> **Source text**
Been advised that if you install this fix, the .608 upgrade from .607 will fail. As they say, ask my how I know.

Is there a way to uninstall the fix?


----------



## Gasai Yuno (Jul 25, 2011)

You'll need to restore /system/app/SystemUI.apk.

If you did a CWM backup straight after rooting and installing CWM (and you _should_ have done that), your best bet to update to 4.5.608 would be simply using CWM's advanced restore to only restore /system.

That will unfreeze all bloatware, restore SystemUI.apk, and effectively enable you to update. This was tested and verified by me.


----------



## lwags67 (Sep 2, 2011)

Did not do a backup. Any other was to restore the apk, Think I know the answer.


----------



## lwags67 (Sep 2, 2011)

Elsewhere you said I could get an unchanged systemui.apk from a .607 gingerbread d2g. Any idea where I can get one, download one, etc?


----------



## Byakushiki (Jul 15, 2011)

I uploaded the undo updates I had leftover from creating these. Should be the stock apk.


----------



## lwags67 (Sep 2, 2011)

Byakushiki said:


> I uploaded the undo updates I had leftover from creating these. Should be the stock apk.


Where do I find it?


----------



## Byakushiki (Jul 15, 2011)

Refer to first post again. And do make a backup before flashing these, as it might still bork an update. It shouldn't, but there's always a possibility.


----------



## SamuraiAG (Aug 31, 2011)

> **Recorded data**
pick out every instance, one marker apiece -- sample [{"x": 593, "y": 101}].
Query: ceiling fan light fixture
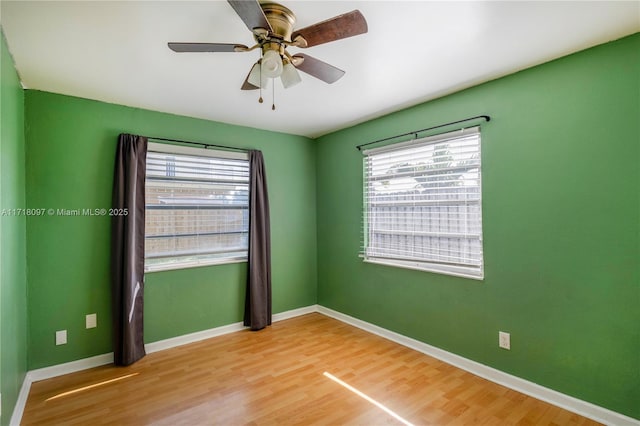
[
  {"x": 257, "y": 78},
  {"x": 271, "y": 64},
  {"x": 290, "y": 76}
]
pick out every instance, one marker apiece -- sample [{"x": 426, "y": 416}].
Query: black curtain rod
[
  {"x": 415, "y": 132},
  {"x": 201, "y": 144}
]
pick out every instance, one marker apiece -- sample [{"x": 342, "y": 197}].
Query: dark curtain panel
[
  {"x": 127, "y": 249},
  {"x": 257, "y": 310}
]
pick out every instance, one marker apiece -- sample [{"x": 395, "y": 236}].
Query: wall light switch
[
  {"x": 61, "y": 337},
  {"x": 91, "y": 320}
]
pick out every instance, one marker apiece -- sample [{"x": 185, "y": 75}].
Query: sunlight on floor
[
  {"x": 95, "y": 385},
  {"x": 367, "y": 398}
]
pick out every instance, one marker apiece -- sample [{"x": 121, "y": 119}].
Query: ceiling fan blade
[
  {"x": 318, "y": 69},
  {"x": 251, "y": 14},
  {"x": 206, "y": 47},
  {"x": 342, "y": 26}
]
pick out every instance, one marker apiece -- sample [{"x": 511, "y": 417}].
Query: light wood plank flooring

> **What to work on**
Shorten the paragraph in the forum thread that begins "If you did a CWM backup" into one briefer sentence that keeps its main facts.

> **Solution to this task**
If you made a CWM backup right after rooting and installing CWM, as you should have, the best way to update to 4.5.608 is to use CWM's advanced restore to restore only /system.